### About this exercise:
This exercise needs the complete data reproduced exactly.

### Records for this task:
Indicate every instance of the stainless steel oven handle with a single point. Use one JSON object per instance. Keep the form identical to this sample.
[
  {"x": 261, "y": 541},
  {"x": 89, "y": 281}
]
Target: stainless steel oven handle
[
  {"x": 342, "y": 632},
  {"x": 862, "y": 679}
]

### Solution to this problem:
Indicate every instance of the stainless steel oven handle with a single point. Use one JSON object per instance. Keep the form identical to this sample.
[
  {"x": 261, "y": 541},
  {"x": 89, "y": 281}
]
Target: stainless steel oven handle
[
  {"x": 342, "y": 632},
  {"x": 862, "y": 679}
]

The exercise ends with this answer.